### DOKUMENTTEXT
────────────────────

# Kann man so runterskalieren?



## Aaron1553 (18. April 2018)

Hi, 
kaufe mir bald einen 4k Monitor für Rendering usw. Pc folgt auch. Dieser wird eine GTX 1070ti beinhalten. Rendering geht 4k klar aber bei Games 4k 75hz ist zu krass für die Graka (FarCry5).
Könnte ich nicht die Auflösung auf WQHD runterskalieren und dann packt sie es wieder? Ist das mögl?

LG


----------



## HisN (18. April 2018)

Der 4K  Monitor und/oder die Graka können auch jede beliebige Auflösung unterhalb von 4k bedienen.
Ich würde eher Features statt Auflösung aufgeben.

Du hast doch in der Hand wie es läuft.




			Dieser Inhalt steht nur eingeloggten Mitgliedern zur Verfügung.
        




			Dieser Inhalt steht nur eingeloggten Mitgliedern zur Verfügung.
        




			Dieser Inhalt steht nur eingeloggten Mitgliedern zur Verfügung.
        



Wenn es wirklich nicht geht, nutze ich z.b. 3820*1648 unskaliert. Also mit Balken. Bleibt scharf, sind aber 25% weniger Pixel.



			Dieser Inhalt steht nur eingeloggten Mitgliedern zur Verfügung.


----------



## NatokWa (18. April 2018)

WENN du schon eine niedrigere Auflösung rendern lassen willst , so solltest du versuchen grade Verhältnisse zu wählen wie z.B. FHD zu 4K und net WQHD zu 4K . Bewi ersterem hast du einfach pro Richting die doppelte Pixelzahl und damit "schlicht" größere Punkte statt bei Nativem 4K , bei WQHD zu 4K hast du krumme Zahlen , da gibet von Flimmern bis hin zu krumen/versetzen übergängen allerlei optisch nervende Störungen (Zwangsläufig) . GIbt mit sicherheit leutz die das anders sehen , aber die stöhren die genannten "Bildfehler" wohl nicht .


----------



## Lichtbringer1 (18. April 2018)

NatokWa schrieb:


> WENN du schon eine niedrigere Auflösung rendern lassen willst , so solltest du versuchen grade Verhältnisse zu wählen wie z.B. FHD zu 4K und net WQHD zu 4K . Bewi ersterem hast du einfach pro Richting die doppelte Pixelzahl und damit "schlicht" größere Punkte statt bei Nativem 4K , bei WQHD zu 4K hast du krumme Zahlen , da gibet von Flimmern bis hin zu krumen/versetzen übergängen allerlei optisch nervende Störungen (Zwangsläufig) . GIbt mit sicherheit leutz die das anders sehen , aber die stöhren die genannten "Bildfehler" wohl nicht .

────────────────────

### EXTRAHIERTE EINTRÄGE
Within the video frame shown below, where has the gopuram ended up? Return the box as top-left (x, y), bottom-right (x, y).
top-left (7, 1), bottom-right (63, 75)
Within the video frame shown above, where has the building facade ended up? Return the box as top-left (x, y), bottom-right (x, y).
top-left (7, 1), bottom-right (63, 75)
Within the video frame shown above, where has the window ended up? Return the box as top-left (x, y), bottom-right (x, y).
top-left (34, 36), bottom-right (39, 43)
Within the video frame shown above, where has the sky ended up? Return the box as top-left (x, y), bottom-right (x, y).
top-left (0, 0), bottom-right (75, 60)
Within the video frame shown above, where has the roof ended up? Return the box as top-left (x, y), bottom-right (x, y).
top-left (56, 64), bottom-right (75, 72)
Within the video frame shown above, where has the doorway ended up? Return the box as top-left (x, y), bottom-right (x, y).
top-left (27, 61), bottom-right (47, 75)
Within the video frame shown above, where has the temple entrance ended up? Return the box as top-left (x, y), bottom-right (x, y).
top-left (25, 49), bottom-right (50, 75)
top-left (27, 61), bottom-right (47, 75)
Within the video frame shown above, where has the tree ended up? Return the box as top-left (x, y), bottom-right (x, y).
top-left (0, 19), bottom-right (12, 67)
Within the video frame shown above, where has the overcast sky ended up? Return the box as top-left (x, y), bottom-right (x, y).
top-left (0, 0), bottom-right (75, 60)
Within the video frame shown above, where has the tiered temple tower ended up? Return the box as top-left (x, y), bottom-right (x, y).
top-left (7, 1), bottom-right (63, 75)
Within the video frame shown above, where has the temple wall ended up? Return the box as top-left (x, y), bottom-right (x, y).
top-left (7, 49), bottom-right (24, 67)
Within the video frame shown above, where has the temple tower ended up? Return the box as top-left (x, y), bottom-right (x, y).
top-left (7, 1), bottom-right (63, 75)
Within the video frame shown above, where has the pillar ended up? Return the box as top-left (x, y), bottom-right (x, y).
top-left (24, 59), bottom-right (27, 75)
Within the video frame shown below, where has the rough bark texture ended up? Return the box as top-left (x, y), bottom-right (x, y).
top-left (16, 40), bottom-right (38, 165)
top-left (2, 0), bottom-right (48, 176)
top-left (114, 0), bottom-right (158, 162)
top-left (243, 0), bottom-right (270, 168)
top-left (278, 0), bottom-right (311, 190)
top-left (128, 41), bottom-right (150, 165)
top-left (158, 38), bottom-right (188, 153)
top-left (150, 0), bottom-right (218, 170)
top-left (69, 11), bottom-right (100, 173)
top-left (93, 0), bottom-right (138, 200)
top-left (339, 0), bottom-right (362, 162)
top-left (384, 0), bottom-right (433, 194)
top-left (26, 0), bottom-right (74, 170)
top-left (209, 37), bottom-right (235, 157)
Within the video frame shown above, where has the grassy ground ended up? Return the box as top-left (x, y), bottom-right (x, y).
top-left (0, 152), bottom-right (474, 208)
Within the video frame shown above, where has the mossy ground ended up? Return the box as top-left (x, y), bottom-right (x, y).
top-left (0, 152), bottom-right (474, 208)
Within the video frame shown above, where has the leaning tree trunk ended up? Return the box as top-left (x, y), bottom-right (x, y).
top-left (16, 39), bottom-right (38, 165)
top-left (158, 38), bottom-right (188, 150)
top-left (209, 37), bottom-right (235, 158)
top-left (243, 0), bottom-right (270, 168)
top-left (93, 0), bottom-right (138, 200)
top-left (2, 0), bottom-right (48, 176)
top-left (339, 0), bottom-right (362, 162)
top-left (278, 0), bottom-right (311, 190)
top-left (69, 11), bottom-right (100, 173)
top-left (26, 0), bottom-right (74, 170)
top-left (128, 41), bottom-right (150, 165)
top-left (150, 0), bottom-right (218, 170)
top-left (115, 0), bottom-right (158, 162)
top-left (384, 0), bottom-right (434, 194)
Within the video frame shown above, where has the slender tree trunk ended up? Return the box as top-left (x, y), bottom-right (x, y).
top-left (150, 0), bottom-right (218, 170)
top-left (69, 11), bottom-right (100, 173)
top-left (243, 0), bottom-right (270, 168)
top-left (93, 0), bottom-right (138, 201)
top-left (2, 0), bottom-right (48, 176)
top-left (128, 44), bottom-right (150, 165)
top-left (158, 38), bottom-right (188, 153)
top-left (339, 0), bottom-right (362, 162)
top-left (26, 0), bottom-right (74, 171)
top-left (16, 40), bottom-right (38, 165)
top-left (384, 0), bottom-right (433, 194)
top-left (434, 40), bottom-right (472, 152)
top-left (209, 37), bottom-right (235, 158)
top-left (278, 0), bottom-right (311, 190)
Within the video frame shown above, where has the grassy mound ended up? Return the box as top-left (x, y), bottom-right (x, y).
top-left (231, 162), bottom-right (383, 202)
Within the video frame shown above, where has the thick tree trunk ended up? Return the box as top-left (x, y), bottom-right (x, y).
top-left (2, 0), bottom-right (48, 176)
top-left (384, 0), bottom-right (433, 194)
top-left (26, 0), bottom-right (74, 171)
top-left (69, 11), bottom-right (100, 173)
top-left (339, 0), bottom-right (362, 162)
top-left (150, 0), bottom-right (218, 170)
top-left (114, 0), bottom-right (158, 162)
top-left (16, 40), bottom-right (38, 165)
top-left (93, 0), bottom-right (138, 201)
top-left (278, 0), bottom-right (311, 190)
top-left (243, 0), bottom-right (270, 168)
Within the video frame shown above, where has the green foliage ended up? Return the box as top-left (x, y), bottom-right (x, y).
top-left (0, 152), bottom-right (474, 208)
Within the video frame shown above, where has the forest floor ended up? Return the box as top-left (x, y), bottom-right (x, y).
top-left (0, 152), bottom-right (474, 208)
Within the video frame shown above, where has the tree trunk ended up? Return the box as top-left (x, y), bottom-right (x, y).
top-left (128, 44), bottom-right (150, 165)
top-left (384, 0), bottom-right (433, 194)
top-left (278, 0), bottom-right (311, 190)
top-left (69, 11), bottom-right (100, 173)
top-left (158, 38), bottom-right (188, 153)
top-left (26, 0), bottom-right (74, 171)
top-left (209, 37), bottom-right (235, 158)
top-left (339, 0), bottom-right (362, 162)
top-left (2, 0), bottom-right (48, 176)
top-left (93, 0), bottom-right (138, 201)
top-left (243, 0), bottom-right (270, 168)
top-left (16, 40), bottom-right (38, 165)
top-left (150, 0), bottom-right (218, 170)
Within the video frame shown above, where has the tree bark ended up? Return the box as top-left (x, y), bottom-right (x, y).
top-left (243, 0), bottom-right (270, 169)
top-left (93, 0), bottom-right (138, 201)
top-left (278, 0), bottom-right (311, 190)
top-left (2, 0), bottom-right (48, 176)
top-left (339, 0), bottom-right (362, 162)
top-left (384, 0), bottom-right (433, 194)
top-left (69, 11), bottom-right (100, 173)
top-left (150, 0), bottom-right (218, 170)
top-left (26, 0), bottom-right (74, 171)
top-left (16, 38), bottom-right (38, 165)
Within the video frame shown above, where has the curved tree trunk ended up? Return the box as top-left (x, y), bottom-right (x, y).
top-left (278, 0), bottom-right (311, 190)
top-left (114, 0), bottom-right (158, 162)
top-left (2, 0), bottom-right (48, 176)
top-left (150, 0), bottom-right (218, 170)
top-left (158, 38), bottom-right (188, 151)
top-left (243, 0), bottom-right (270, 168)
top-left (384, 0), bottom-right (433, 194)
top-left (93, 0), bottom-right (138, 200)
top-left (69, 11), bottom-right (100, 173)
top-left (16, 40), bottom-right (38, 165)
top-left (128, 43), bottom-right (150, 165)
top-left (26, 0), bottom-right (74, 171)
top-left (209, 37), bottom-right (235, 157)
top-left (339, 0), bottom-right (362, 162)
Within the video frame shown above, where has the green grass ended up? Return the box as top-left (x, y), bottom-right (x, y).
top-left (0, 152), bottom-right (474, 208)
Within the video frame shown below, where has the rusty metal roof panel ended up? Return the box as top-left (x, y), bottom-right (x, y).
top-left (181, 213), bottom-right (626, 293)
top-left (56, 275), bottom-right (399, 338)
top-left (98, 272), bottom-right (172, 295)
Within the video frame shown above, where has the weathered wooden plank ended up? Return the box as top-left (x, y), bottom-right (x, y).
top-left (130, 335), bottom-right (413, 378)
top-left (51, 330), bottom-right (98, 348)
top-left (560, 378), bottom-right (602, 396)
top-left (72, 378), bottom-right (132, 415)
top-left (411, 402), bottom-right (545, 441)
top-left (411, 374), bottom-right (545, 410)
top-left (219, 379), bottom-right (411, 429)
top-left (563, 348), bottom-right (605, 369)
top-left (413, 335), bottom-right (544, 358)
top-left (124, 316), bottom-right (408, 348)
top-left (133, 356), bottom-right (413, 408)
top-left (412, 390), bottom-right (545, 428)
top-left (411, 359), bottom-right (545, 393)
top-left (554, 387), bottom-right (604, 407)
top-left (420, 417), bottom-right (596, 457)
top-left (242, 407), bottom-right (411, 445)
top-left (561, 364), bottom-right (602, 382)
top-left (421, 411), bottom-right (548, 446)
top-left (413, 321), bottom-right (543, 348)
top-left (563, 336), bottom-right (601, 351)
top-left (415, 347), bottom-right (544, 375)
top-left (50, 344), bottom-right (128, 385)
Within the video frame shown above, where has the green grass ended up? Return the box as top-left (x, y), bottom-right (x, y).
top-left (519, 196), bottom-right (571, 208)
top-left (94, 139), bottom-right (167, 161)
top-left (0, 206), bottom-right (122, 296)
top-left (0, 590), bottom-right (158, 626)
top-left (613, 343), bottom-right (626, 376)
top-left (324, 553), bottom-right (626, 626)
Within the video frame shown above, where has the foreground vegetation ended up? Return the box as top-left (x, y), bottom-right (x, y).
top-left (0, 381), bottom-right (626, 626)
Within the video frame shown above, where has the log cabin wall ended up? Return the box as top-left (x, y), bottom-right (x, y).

────────────────────

### AUFGABENLISTE
**1.** Nenne alle Benutzernamen, unter denen im Forumsthread zum Runterskalieren ein Beitrag steht.
**2.** Kopiere aus dem Forumsthread zum Runterskalieren den Abschnitt von „Könnte ich nicht“ bis einschließlich „statt Auflösung aufgeben.“.

### LÖSUNGEN
**1.** Aaron1553, HisN, NatokWa, Lichtbringer1

**2.**
Könnte ich nicht die Auflösung auf WQHD runterskalieren und dann packt sie es wieder? Ist das mögl?

LG


----------



## HisN (18. April 2018)

Der 4K  Monitor und/oder die Graka können auch jede beliebige Auflösung unterhalb von 4k bedienen.
Ich würde eher Features statt Auflösung aufgeben.